● WORK INSTRUCTIONS
Images do not belong in the copy; retype the rest of the entries below exactly.
(AVAILABLE DATA Opens)
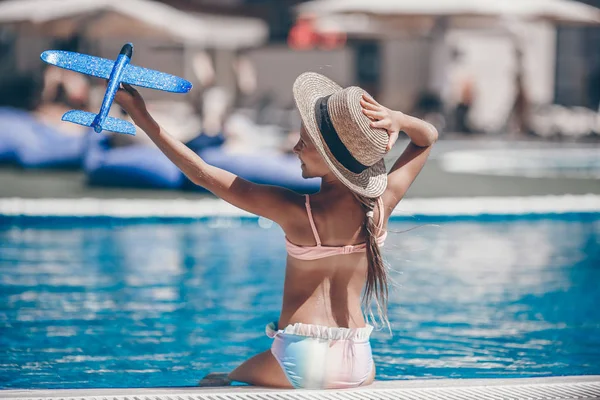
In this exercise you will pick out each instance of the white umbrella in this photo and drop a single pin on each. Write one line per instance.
(192, 28)
(389, 18)
(564, 11)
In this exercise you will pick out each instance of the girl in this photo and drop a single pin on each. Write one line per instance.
(333, 237)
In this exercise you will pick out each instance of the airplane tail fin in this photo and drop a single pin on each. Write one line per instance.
(110, 124)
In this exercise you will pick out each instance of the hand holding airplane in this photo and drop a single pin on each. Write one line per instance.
(116, 72)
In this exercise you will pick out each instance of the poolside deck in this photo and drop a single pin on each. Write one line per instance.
(570, 387)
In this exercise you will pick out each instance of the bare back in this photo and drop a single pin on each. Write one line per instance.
(326, 291)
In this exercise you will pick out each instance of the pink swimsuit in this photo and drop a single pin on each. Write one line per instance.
(322, 357)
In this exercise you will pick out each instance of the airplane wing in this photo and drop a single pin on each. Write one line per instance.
(152, 79)
(102, 67)
(89, 65)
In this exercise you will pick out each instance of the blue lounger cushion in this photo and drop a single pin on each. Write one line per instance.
(135, 166)
(31, 144)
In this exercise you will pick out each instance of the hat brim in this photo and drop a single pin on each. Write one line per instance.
(308, 89)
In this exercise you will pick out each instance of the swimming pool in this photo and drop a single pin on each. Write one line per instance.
(105, 302)
(524, 162)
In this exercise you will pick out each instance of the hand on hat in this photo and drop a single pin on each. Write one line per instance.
(382, 117)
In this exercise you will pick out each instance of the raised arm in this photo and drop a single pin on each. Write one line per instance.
(268, 201)
(422, 136)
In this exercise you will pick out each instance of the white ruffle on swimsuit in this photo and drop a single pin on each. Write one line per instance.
(321, 357)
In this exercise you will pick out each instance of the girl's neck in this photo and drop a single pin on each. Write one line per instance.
(332, 186)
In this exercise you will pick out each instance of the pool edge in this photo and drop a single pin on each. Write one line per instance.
(573, 387)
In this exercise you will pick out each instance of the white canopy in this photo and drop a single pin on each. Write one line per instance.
(128, 16)
(564, 11)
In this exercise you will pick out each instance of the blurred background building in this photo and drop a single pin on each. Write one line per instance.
(527, 70)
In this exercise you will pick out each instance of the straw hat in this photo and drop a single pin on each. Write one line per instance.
(342, 134)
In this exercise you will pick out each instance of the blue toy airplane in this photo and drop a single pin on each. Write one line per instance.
(116, 72)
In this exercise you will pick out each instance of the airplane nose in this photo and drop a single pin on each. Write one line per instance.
(127, 50)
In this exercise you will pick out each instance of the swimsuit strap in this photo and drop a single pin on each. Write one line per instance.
(312, 222)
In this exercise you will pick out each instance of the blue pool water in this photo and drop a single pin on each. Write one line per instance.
(108, 303)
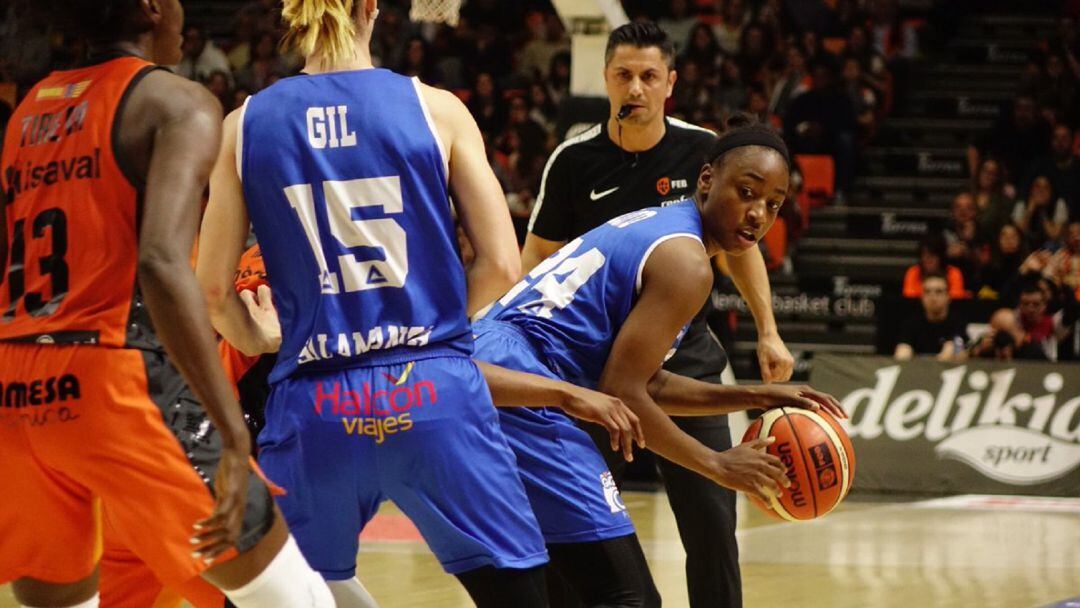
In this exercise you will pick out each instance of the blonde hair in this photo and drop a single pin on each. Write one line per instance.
(323, 26)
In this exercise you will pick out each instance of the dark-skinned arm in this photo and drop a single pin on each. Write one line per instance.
(183, 121)
(678, 395)
(518, 389)
(221, 242)
(675, 282)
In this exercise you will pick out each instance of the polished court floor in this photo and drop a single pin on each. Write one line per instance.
(960, 552)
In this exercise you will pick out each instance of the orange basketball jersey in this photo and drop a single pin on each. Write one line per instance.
(71, 213)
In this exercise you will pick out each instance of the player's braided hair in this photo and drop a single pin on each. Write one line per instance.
(324, 26)
(742, 130)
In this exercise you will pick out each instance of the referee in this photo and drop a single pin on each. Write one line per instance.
(639, 158)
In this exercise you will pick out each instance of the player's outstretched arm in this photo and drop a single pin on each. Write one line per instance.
(675, 282)
(518, 389)
(752, 279)
(678, 395)
(220, 244)
(181, 122)
(478, 200)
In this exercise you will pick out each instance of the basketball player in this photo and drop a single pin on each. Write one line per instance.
(345, 172)
(638, 158)
(604, 312)
(103, 171)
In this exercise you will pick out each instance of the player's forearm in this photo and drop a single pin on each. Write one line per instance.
(229, 318)
(661, 434)
(517, 389)
(180, 322)
(678, 395)
(752, 279)
(487, 280)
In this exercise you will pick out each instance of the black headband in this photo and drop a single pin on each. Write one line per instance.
(756, 135)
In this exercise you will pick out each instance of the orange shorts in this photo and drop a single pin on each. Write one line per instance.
(79, 422)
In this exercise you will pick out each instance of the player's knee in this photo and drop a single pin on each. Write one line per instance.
(287, 582)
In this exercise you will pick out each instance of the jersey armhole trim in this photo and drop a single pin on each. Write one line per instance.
(122, 162)
(240, 138)
(645, 258)
(431, 126)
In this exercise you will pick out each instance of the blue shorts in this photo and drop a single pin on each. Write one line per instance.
(569, 486)
(423, 434)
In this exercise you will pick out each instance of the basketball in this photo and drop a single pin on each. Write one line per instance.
(819, 457)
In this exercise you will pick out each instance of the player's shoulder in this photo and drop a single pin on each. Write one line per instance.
(171, 96)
(AVAILABLE DATA Closes)
● RESPONSE AREA
In this exercise you will pick out each instance of the white umbrella in this photo and drop a single pin on each. Write one line per instance.
(192, 28)
(389, 18)
(564, 11)
In this exercise you will pick out each instance of the girl in this photo and drop a single pin on each. Write one line per instance.
(333, 237)
In this exercise you will pick out each instance of the airplane tail fin in this photo and drop a single pin on each. Write one line per instance.
(110, 124)
In this exercise you will pick out each instance of the hand holding airplane in this photo and drop a single pin on each. Write one line per instance.
(116, 72)
In this exercise you will pick out each instance of the poolside deck in this photo and drop a single pin on each. Write one line per instance.
(570, 387)
In this exercise you will pick out each instance of the bare back in this photo and drop a single pin on each. Write one line per instance.
(326, 291)
In this exercise you will pick out each instance of the pink swimsuit in this photo and drop a single pin on each. Write one line per instance.
(322, 357)
In this exercise you will pick out each instance of the airplane wing in this photo and drop a single pin on each. Write one line per instance.
(152, 79)
(102, 67)
(89, 65)
In this exercise you will pick out each instance of the blue lounger cushion in this photo and drop a single pin on each. Write one line per instance.
(135, 166)
(31, 144)
In this exercise you will pick out each instance of the hat brim in this photo and drop a single pin on each. Write one line per instance.
(308, 89)
In this exercise you will pick out each instance of the swimming pool in this photo and drop a single pin on each. Write one line per instance.
(105, 302)
(524, 162)
In this exercise you will pick out each instance of the hand on hat in this photo and drop a single pin on each. Write one line per instance.
(382, 117)
In this exercise you will pick out each instance of the raised arm in this photo and drop a single pin on each. Write one line per instance.
(268, 201)
(422, 136)
In this exercise you will pick out each instance of the white ruffle on swimsuit in this photo and drop a single pin on each. Write one line per instance.
(321, 357)
In this exercise you will pick out each instance of the girl's neck in this photo and drop a single pin on each. Write one line per instance.
(332, 186)
In this exercise you will pick out each instance of the pool edge in this photo and drop a single pin on each. Write one line per instance.
(573, 387)
In this exercise you will pick out each instance of the white canopy in this photo and drop a single pin on each. Write one line per instance.
(128, 16)
(564, 11)
In this exercise you will pick out each instance of the blurred background building in this photo and drop a single pin on each. Write one line per instance.
(527, 70)
In this exercise you will pick out each instance of the straw hat in this photo and drop a single pin on each. Write one line per instance.
(342, 134)
In this exercise you will pick out each instance of the blue toy airplane in this photo and drop a single pin on each. Write one line per instance.
(116, 72)
In this exercise you will pick out each instance of the airplane nose in this photo and drop a single pin on each. Write one line per instance.
(127, 50)
In this exercise you will pick out each instance of the swimsuit strap in this photo and drop a single pin on each. Write one line per instance.
(312, 222)
In this exercise you will pick out each instance of the blue pool water in this photo and drop a single pin on each. Write one line per instance.
(108, 303)
In this exercise you will pick out each instance of the blonde hair in this photo and drop a single pin on each. Write one line per instance.
(323, 26)
In this exercise you will pick out each instance of the dark-skinned arm in this photo and drop a single pin on each. Write one line per instance.
(183, 121)
(678, 395)
(518, 389)
(221, 242)
(675, 282)
In this exercise you will pick out each instance of the polished court floor in this photo and drop a single pin on each. Write one line per instance.
(960, 552)
In this exercise you will pick out each instance of the orange basketball jersey in this photo and drop a single pin on each. Write one line per instance.
(71, 213)
In this exercise you will pick out each instance of the player's braided hair in this photo and drop a single pin on each. Write one line per instance.
(324, 26)
(742, 130)
In this exercise you will pick out each instance of the referee in this photo and drop a single pin on each. Write one line per instance.
(639, 158)
In this exercise you will pick out each instance of the player's outstretched arm in this photo and drop a single pin on each. Write one line per instance.
(675, 282)
(518, 389)
(752, 279)
(678, 395)
(220, 244)
(181, 122)
(478, 200)
In this exercise you will pick out each instance of the basketball player in this photo and drop a single pin on each. Write one line per instance.
(345, 172)
(638, 158)
(604, 312)
(103, 171)
In this exercise you will pick out each instance of the player's forearm in this photo and drop a single pin on each. Write one line per instance.
(229, 318)
(661, 434)
(517, 389)
(180, 322)
(678, 395)
(752, 279)
(487, 280)
In this exercise you will pick out each instance of the black headband in this photo and drop a single pin on each. Write one line per instance.
(756, 135)
In this exercise you will pick out each instance of the orange shorts in this photo and drop a single pin on each. Write one line per instance.
(79, 422)
In this exercise you will pick out each instance of the player's knee in this photo and drop a single pin on each. Write one line per instance.
(287, 582)
In this exercise you will pick out each instance of the jersey armhole trim in this photo and drop a single pin on each. Write one line per instance.
(122, 162)
(240, 138)
(645, 258)
(431, 126)
In this exercise you will pick out each instance of the blue shorts in this photo and drop a single pin on each. Write one line per instance.
(569, 486)
(423, 434)
In this exercise you will pick out each instance of the basketball in this photo and drop a single pin on each. Write one line per instance.
(819, 457)
In this exercise you will pick out each instance of the player's shoulder in this photo and drop a single pin on each. Write one line per instance.
(171, 96)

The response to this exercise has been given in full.